> _Source document_
**********

Tamás Király: Hungary’s King of Fashion

Photograph by Almási J. Csaba, 1990. Courtesy Ludwig Múzeum.

Few Hungarian designers have made a name for themselves on the international stage. Ready to-wear brands Nanushka and Sugarbird, and demi-couture Abodi are a few of the contemporary brands that have recently captured the attention of the fashion industry. Long before this contingent, Tamás Király (1952-2013) broke through the barriers imposed by the socialist system to present politically-informed collections in both Hungary and abroad. The neo avant-garde Király was not a fashion designer in the traditional sense of the term. He created what he called ‘clothing sculptures,’ which he often made out of mundane, ephemeral materials and objects such as fishing rope and kitchen supplies. As such, his garments and accessories skirted the line between the everyday and the fanciful. He sold his collections at New Art Studio, a collaborative underground boutique that he ran with his fellow designer friends. Due to his affinity for unusual designs and those who consumed them, Király referred to himself as an ‘anti-fashion fashion designer,’ a term that the Hungarian press, starting with the general-interest magazine Új Tükör (New Mirror), readily adopted.1

Király’s created his exaggerated, fantastical designs in defiance of with what was considered ‘socialist good taste,’ standing up to established conventions of both the regime and the ready-to-wear industry.2 Although the majority of his pieces were not explicitly political, he did occasionally take the opportunity to present garments and imagery that were controversial.

**********

> _Data supplied_
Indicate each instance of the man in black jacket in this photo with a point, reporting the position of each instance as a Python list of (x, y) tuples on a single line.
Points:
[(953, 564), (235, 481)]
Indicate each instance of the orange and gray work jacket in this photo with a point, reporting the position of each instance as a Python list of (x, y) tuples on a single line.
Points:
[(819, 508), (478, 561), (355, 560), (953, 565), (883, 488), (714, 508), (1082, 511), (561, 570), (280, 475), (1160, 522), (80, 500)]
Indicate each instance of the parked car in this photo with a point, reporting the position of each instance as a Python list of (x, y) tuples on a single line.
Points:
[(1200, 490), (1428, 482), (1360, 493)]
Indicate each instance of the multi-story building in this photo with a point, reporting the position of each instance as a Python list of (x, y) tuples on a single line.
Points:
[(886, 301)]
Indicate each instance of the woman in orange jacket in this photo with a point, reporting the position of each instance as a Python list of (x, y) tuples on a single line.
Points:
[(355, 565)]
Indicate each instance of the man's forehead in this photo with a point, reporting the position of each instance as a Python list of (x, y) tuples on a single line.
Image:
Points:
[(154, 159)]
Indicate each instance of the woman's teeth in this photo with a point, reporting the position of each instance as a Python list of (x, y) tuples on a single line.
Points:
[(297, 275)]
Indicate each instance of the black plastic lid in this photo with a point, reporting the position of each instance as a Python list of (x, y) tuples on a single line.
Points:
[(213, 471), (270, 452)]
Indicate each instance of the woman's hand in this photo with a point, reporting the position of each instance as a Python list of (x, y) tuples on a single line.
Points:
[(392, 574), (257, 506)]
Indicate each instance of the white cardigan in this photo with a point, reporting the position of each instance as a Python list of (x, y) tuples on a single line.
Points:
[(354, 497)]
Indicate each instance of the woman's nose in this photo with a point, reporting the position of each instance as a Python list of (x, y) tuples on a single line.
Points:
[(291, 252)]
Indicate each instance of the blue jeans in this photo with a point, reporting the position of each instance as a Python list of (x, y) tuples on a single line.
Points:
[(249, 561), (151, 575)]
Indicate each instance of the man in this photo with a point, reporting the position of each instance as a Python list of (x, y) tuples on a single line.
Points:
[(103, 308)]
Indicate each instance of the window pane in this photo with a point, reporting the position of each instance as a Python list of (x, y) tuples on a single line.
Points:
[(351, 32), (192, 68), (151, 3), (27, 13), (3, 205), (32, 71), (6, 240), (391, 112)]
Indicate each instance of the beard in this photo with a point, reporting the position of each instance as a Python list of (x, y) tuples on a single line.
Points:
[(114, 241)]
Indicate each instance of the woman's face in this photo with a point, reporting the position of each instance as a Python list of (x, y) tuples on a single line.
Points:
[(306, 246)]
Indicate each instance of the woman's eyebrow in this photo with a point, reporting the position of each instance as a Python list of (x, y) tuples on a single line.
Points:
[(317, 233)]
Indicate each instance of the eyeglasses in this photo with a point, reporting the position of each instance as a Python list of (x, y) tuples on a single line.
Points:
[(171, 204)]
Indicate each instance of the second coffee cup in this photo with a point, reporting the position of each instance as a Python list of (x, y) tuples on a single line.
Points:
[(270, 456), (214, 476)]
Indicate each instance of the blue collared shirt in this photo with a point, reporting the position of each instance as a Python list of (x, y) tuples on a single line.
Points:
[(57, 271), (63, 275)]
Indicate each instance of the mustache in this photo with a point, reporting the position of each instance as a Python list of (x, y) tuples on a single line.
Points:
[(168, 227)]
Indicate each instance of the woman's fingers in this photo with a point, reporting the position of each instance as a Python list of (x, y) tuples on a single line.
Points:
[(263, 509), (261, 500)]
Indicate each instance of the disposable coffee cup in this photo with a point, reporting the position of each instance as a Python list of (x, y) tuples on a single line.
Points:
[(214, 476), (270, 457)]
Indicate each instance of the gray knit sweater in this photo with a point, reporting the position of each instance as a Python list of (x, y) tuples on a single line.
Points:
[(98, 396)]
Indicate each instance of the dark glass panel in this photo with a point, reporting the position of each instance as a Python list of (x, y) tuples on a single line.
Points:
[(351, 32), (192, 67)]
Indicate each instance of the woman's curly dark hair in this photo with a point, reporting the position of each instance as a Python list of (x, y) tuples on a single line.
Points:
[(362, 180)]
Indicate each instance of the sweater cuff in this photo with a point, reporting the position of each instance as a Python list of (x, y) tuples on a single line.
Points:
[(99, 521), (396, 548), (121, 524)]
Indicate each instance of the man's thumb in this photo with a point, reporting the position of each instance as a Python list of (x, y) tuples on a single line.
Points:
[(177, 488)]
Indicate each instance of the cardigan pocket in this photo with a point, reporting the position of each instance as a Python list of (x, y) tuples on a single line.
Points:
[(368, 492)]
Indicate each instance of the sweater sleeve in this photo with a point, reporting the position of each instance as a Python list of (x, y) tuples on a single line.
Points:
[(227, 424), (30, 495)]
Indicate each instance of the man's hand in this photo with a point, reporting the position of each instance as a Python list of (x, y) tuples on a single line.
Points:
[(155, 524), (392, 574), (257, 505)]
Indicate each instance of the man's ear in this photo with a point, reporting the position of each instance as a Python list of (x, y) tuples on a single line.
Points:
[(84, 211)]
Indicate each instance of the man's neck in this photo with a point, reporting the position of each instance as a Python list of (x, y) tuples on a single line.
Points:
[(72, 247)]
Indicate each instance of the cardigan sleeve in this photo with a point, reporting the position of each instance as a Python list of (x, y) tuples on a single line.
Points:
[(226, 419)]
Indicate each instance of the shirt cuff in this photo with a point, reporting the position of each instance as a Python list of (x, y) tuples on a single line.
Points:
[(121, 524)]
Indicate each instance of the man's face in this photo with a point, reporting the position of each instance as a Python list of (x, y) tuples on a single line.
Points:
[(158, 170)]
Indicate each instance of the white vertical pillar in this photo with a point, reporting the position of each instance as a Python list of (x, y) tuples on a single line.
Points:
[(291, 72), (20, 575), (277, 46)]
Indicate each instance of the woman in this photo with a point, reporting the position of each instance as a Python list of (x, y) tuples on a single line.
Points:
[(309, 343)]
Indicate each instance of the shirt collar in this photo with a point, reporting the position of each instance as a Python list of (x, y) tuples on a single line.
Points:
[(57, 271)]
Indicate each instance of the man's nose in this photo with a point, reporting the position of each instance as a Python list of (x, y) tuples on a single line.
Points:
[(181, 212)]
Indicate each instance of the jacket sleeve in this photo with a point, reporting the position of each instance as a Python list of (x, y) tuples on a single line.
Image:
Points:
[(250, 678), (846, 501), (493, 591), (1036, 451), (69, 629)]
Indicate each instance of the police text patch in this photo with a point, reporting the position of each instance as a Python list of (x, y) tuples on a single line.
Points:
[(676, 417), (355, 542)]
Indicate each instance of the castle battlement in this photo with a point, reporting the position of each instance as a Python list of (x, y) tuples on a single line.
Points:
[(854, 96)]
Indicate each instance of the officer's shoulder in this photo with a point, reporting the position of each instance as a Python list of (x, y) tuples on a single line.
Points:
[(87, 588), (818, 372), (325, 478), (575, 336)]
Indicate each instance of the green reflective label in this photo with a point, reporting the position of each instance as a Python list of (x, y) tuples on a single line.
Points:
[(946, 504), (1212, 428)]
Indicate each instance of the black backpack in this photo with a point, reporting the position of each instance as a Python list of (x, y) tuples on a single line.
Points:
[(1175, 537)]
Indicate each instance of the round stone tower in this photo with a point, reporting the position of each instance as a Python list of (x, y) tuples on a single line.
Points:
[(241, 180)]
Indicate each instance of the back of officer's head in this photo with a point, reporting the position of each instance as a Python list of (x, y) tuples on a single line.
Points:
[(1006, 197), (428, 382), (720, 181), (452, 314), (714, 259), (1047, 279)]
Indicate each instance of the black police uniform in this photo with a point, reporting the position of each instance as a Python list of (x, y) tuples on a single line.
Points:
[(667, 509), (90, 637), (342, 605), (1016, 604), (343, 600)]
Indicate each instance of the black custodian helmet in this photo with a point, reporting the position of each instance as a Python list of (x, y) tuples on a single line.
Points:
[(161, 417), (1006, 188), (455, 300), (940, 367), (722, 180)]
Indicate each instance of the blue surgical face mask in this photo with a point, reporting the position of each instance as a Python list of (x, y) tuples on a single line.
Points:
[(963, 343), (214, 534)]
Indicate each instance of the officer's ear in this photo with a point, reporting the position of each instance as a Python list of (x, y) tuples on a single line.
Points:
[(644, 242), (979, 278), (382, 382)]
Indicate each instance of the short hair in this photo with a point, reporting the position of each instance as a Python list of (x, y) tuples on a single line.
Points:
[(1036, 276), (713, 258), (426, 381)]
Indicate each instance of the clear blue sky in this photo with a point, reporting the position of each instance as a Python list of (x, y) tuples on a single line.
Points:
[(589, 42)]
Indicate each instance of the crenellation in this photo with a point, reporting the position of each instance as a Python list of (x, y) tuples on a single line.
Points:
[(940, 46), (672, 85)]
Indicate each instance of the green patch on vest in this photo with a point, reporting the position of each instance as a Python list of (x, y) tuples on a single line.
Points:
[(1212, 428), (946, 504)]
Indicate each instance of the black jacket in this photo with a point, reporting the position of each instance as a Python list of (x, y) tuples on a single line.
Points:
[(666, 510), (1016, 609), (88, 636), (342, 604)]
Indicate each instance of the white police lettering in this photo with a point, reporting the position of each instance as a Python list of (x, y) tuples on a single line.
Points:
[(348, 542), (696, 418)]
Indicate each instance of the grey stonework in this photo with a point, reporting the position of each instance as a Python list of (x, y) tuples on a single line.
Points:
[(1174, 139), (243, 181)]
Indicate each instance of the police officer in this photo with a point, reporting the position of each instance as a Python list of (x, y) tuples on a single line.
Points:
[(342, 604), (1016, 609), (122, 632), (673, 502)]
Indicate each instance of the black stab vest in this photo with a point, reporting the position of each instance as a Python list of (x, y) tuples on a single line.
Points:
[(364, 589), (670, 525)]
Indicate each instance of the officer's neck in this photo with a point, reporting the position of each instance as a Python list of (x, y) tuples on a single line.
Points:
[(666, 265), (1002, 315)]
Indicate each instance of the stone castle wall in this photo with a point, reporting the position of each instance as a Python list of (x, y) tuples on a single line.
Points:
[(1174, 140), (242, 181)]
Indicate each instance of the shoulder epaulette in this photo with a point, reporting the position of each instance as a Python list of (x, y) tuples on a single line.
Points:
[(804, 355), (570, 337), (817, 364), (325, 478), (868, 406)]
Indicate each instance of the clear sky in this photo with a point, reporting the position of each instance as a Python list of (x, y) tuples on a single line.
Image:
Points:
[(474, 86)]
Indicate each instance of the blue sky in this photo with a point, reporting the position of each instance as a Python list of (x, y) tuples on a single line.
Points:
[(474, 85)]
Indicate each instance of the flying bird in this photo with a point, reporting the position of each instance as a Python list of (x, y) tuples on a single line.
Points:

**********

> _The request_
Return, word for word, the passage of the article on Tamás Király that begins with "Király’s created his" and ends with "that were controversial.". The records are material of their own and do not belong to the article on Tamás Király.

> _Problem solution_
Király’s created his exaggerated, fantastical designs in defiance of with what was considered ‘socialist good taste,’ standing up to established conventions of both the regime and the ready-to-wear industry.2 Although the majority of his pieces were not explicitly political, he did occasionally take the opportunity to present garments and imagery that were controversial.